═════ Dataset extract ═════

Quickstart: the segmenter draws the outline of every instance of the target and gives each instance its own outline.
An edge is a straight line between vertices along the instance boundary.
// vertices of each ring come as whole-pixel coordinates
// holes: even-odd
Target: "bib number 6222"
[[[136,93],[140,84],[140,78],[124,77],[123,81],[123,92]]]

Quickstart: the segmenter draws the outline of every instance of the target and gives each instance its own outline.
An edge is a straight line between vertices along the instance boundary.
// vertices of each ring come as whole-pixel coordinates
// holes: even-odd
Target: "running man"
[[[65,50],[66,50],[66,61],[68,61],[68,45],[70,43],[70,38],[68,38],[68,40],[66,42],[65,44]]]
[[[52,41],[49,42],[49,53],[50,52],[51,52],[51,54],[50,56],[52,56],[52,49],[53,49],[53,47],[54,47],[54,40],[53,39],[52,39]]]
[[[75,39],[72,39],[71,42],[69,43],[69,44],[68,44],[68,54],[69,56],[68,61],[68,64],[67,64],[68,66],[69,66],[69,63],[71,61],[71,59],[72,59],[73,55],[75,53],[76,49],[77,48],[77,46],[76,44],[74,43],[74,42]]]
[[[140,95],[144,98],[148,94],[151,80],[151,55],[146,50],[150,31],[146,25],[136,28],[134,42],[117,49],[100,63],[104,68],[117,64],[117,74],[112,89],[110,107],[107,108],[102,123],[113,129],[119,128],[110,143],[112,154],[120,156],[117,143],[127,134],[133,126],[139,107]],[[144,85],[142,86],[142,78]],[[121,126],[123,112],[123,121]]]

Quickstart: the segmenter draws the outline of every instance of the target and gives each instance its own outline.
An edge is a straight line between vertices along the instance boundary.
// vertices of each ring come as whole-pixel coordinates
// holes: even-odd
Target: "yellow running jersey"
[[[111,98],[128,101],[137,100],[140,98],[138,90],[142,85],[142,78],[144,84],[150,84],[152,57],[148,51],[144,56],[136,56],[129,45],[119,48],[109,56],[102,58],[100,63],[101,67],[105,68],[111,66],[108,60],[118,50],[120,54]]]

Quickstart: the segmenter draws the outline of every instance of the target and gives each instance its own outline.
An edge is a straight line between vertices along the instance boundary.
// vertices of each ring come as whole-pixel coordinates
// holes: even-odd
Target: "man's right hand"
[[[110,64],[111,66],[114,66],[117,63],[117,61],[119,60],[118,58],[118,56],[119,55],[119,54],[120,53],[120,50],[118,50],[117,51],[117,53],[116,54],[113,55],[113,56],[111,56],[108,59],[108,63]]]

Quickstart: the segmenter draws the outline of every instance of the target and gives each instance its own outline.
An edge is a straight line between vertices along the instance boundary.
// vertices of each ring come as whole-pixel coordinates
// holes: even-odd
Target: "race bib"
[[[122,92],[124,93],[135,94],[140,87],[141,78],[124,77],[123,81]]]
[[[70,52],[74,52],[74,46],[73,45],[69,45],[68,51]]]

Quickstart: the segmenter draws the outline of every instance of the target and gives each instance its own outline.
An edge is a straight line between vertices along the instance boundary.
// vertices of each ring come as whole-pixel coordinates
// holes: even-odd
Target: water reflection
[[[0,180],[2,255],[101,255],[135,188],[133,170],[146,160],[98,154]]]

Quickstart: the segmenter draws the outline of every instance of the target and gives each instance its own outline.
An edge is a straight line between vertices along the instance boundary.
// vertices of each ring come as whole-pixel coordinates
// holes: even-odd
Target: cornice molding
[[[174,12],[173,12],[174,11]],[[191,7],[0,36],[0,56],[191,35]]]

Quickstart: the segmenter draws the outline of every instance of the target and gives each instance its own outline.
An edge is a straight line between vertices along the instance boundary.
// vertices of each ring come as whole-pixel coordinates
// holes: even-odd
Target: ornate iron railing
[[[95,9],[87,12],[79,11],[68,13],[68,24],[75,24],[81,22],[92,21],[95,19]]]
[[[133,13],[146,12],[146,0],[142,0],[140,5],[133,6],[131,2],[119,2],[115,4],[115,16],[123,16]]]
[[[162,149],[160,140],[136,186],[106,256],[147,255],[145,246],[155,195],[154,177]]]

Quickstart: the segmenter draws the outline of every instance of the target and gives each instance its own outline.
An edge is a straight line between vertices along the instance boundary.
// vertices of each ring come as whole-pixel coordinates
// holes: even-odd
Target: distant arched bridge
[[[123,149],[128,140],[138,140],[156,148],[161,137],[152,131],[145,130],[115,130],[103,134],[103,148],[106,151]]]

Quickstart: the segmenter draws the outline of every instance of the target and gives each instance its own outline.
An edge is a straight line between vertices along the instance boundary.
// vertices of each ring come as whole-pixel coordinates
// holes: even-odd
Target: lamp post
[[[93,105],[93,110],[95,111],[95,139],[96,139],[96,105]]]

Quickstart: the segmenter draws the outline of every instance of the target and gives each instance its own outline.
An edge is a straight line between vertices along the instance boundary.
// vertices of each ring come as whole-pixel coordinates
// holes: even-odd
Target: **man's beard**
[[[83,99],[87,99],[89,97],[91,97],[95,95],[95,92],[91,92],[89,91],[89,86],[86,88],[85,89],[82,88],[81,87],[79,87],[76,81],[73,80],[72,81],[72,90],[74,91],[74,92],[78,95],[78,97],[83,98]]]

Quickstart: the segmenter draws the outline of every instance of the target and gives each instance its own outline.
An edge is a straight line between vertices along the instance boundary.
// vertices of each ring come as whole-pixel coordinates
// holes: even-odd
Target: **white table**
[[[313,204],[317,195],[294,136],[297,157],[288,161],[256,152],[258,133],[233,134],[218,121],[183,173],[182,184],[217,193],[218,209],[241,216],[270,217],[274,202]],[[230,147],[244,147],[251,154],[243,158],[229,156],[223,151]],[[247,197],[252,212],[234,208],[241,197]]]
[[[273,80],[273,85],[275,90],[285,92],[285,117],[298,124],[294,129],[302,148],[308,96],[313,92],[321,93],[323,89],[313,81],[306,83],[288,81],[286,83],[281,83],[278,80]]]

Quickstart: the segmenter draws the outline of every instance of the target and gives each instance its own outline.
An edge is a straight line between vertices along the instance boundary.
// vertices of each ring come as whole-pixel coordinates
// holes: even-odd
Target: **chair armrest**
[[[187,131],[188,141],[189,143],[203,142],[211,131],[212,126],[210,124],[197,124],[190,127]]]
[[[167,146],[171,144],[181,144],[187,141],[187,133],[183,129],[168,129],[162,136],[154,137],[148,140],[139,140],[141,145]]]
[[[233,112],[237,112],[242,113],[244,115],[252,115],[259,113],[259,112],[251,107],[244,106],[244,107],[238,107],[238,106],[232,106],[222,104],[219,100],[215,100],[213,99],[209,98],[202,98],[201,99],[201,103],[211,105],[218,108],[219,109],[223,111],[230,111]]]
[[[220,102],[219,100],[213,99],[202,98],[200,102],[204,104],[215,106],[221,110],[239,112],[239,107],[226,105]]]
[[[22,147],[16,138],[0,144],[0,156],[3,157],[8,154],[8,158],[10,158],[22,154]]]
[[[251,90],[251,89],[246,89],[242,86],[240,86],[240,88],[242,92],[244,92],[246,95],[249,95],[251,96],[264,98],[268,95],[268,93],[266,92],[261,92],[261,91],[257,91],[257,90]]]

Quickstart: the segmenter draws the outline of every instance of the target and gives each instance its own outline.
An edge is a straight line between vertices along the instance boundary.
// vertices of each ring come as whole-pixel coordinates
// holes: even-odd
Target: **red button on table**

═════

* [To be done] Print all the entries above again, unchanged, line for line.

* [Solved problem]
Quickstart: the segmenter draws the outline of every instance of the target and gives each instance its own outline.
An edge is a straight line between vertices along the instance boundary.
// vertices of each ring come as whole-pixel coordinates
// holes: even-odd
Target: "bib number 6222"
[[[136,93],[140,84],[140,78],[124,77],[123,81],[123,92]]]

Quickstart: the segmenter draws the outline of every instance of the target and gives each instance its own outline.
An edge is a straight line between vertices along the instance boundary.
// vertices of each ring come as whole-pixel coordinates
// holes: even-odd
Target: "running man"
[[[65,50],[66,50],[66,61],[68,61],[68,45],[70,43],[70,38],[68,38],[68,40],[66,42],[65,44]]]
[[[52,41],[49,42],[49,53],[50,52],[51,52],[51,54],[50,56],[52,56],[52,49],[53,49],[53,47],[54,47],[54,40],[53,39],[52,39]]]
[[[75,39],[72,39],[71,42],[69,43],[69,44],[68,44],[68,54],[69,56],[68,61],[68,64],[67,64],[68,66],[69,66],[69,63],[71,61],[71,59],[72,59],[73,55],[75,53],[76,49],[77,48],[77,46],[76,44],[74,43],[74,42]]]
[[[140,95],[144,98],[148,94],[151,80],[151,55],[146,50],[150,31],[146,25],[136,28],[134,42],[117,49],[100,63],[104,68],[117,64],[117,74],[112,89],[110,107],[107,108],[102,123],[113,129],[119,128],[110,143],[112,154],[120,156],[117,143],[127,134],[133,126],[139,107]],[[144,85],[142,86],[142,78]],[[121,126],[123,112],[123,121]]]

Quickstart: the segmenter draws the outline of every instance of the target and gives each instance its own outline.
An edge is a straight line between vertices along the instance boundary.
// vertices of each ring come as whole-pixel coordinates
// holes: even-odd
Target: "yellow running jersey"
[[[111,98],[128,101],[137,100],[140,98],[138,90],[142,85],[142,78],[144,84],[150,84],[152,57],[148,51],[144,56],[136,56],[129,45],[119,48],[109,56],[102,58],[100,63],[101,67],[105,68],[111,66],[108,60],[118,50],[120,54]]]

Quickstart: the segmenter draws the outline of every instance of the target and gives each instance its own outline.
An edge is a straight line between vertices along the instance boundary.
// vertices of each ring come as whole-pixel coordinates
// holes: even-odd
Target: "man's right hand"
[[[110,64],[111,66],[114,66],[117,63],[117,61],[119,60],[118,58],[118,56],[119,55],[119,54],[120,53],[120,50],[118,50],[117,51],[117,53],[116,54],[113,55],[113,56],[111,56],[108,59],[108,63]]]

Quickstart: the segmenter draws the outline of every instance of the target and gives each instance its own outline.
An edge is a straight line between vertices along the instance boundary.
// vertices of each ring come as whole-pixel coordinates
// holes: even-odd
Target: "race bib"
[[[122,92],[124,93],[135,94],[140,87],[141,78],[124,77],[123,81]]]
[[[70,52],[74,52],[74,46],[73,45],[69,45],[68,51]]]

Quickstart: the segmenter draws the outline of every instance of the target and gives each instance its own outline.
An edge is a straight line between vertices along the instance boundary.
// vertices of each ring come as whole-pixel coordinates
// holes: even-odd
Target: water reflection
[[[0,180],[2,255],[101,255],[135,188],[133,170],[146,160],[98,154]]]

Quickstart: the segmenter draws the outline of every instance of the target and gives each instance its own outline.
An edge is a straight line between vertices along the instance boundary.
// vertices of each ring come as whole-pixel coordinates
// holes: even-odd
Target: cornice molding
[[[174,12],[173,12],[174,11]],[[191,7],[0,36],[0,56],[191,35]]]

Quickstart: the segmenter draws the outline of every instance of the target and gives each instance its own outline.
An edge is a straight line between vertices along the instance boundary.
// vertices of each ring come as whole-pixel coordinates
// holes: even-odd
Target: ornate iron railing
[[[95,9],[87,12],[79,11],[68,13],[68,24],[75,24],[81,22],[92,21],[95,19]]]
[[[133,13],[146,12],[146,0],[142,0],[140,5],[133,6],[131,2],[119,2],[115,4],[115,16],[123,16]]]
[[[162,149],[160,140],[136,186],[106,256],[147,255],[145,246],[155,195],[154,177]]]

Quickstart: the segmenter draws the outline of every instance of the target and gives each instance its own outline.
An edge is a straight line between vertices along the instance boundary.
// vertices of each ring come as whole-pixel coordinates
// holes: even-odd
Target: distant arched bridge
[[[123,149],[128,140],[138,140],[156,148],[161,137],[152,131],[145,130],[115,130],[103,134],[103,148],[106,151]]]

Quickstart: the segmenter draws the outline of every instance of the target and gives each instance its own outline.
An edge is a straight line between vertices along the instance boundary.
// vertices of each ring come as whole-pixel coordinates
// holes: even-odd
Target: lamp post
[[[93,105],[93,110],[95,111],[95,139],[96,139],[96,105]]]

Quickstart: the segmenter draws the outline of every instance of the target and gives each instance its own outline.
An edge is a straight line between vertices along the instance boundary.
// vertices of each ring come as whole-pixel coordinates
// holes: even-odd
Target: **man's beard**
[[[83,99],[87,99],[89,97],[91,97],[95,95],[95,92],[91,92],[89,91],[89,86],[86,88],[85,89],[82,88],[81,87],[79,87],[76,81],[73,80],[72,81],[72,90],[74,91],[74,92],[78,95],[78,97],[83,98]]]

Quickstart: the segmenter draws the outline of every instance of the target and gives each instance its own outline.
An edge is a straight line between vertices along the instance boundary.
// vertices of each ring come as whole-pixel coordinates
// holes: even-odd
Target: **white table**
[[[313,204],[317,195],[294,136],[297,157],[288,161],[256,152],[258,133],[233,134],[218,121],[183,173],[182,184],[217,193],[218,209],[241,216],[270,217],[274,202]],[[230,147],[244,147],[251,154],[243,158],[229,156],[223,151]],[[247,197],[252,212],[234,208],[241,197]]]
[[[273,80],[273,85],[275,90],[285,92],[285,117],[298,124],[294,129],[302,148],[308,96],[313,92],[321,93],[323,89],[313,81],[306,83],[288,81],[286,83],[281,83],[278,80]]]

Quickstart: the segmenter draws the outline of every instance of the target and gives each instance its own outline.
An edge is a straight line between vertices along the instance boundary.
// vertices of each ring come as whole-pixel coordinates
// holes: even-odd
Target: **chair armrest**
[[[187,131],[188,141],[189,143],[203,142],[211,131],[212,126],[210,124],[197,124],[190,127]]]
[[[167,146],[171,144],[181,144],[187,141],[187,133],[183,129],[168,129],[162,136],[154,137],[148,140],[139,140],[141,145]]]
[[[233,112],[237,112],[242,113],[244,115],[252,115],[259,113],[259,112],[251,107],[244,106],[244,107],[238,107],[238,106],[232,106],[222,104],[219,100],[215,100],[213,99],[209,98],[202,98],[201,99],[201,103],[211,105],[218,108],[219,109],[223,111],[230,111]]]
[[[220,102],[219,100],[213,99],[202,98],[200,102],[204,104],[215,106],[221,110],[239,112],[239,107],[226,105]]]
[[[22,147],[16,138],[0,144],[0,156],[3,157],[8,154],[8,158],[10,158],[22,154]]]
[[[251,90],[251,89],[246,89],[242,86],[240,86],[240,88],[242,92],[244,92],[246,95],[249,95],[251,96],[264,98],[268,95],[268,93],[266,92],[261,92],[261,91],[257,91],[257,90]]]

Quickstart: the segmenter draws the outline of every instance of the target and gives each instance its own outline.
An edge is a straight line between vertices along the instance boundary.
// vertices of each ring come as whole-pixel coordinates
// holes: even-odd
Target: **red button on table**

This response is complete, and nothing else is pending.